YOUR OBJECTIVE:
A faithful, complete transcript of the entries below, without pictures, should be returned.
*** SOURCE RECORDS ***
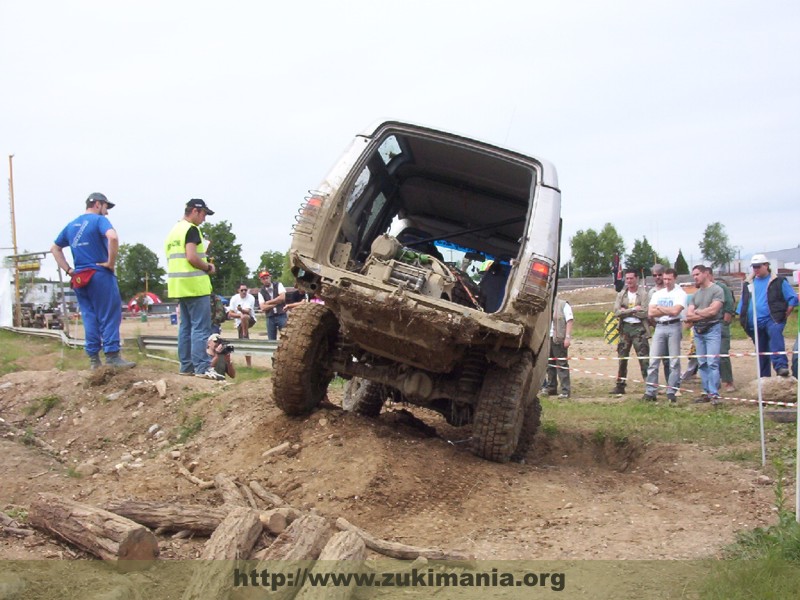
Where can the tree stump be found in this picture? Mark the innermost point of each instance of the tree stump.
(98, 531)
(233, 540)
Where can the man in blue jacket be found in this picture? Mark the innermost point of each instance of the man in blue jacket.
(774, 301)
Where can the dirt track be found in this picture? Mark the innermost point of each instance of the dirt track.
(406, 476)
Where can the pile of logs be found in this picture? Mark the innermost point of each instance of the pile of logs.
(126, 531)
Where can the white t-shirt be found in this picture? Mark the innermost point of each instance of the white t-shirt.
(248, 302)
(663, 297)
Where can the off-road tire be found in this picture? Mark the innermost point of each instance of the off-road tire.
(530, 425)
(500, 412)
(363, 397)
(301, 375)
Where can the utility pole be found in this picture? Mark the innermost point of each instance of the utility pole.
(17, 307)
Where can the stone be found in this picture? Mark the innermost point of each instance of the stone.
(650, 488)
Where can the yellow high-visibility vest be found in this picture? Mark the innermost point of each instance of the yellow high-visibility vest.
(184, 280)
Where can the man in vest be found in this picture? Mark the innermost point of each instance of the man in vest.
(272, 300)
(560, 340)
(630, 307)
(188, 280)
(94, 244)
(774, 301)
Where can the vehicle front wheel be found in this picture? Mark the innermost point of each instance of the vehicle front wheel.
(501, 408)
(301, 372)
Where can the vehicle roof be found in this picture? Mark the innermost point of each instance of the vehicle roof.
(549, 173)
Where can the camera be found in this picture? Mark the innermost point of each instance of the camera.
(224, 347)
*** End of SOURCE RECORDS ***
SOLUTION FOR THIS TASK:
Where can the tree stump be found in this picture? Mark the innermost point of each instance of the tree stump.
(98, 531)
(233, 540)
Where can the man in blue jacket be found in this picture? Mark the innermost point of each instance of the man in blue jacket.
(774, 301)
Where can the dirt track be found in this picture? Mark the innermost point of each instance of the dirt track.
(406, 476)
Where can the pile of logs be found in this picture? Mark the innermost point of each instance of the pile of logs.
(126, 531)
Where can the white t-shirt be found in this picture? Mark the innermost point of each instance of the white t-shirt.
(248, 302)
(663, 297)
Where can the off-road tire be found in this picture? Mark the innermost point of each instance of the off-road tire.
(530, 425)
(500, 412)
(363, 397)
(301, 375)
Where can the utility pole be found in this picture? Mark the innermost point of each instance of the utility pole.
(17, 307)
Where can the stone be found in this picture? Mark the innermost point of each instance of the stone.
(650, 488)
Where can the yellow high-visibility vest be found in this picture? Mark the innermost point of each instance of the yellow high-visibility vest.
(184, 280)
Where can the man in vest be found in this picture? Mark the innermost point of each instance of the man in vest.
(272, 300)
(560, 340)
(630, 307)
(188, 280)
(94, 244)
(774, 301)
Where can the vehicle front wheel be found in this picture? Mark the innermost point of each instance of the vehicle front wheel.
(501, 408)
(301, 372)
Where can the vehicle roof be found in this picture? Mark the innermost point of each instance of the vehicle roof.
(549, 173)
Where can the camera be found in this picture? Mark the innermost point of each instance of the camera.
(224, 347)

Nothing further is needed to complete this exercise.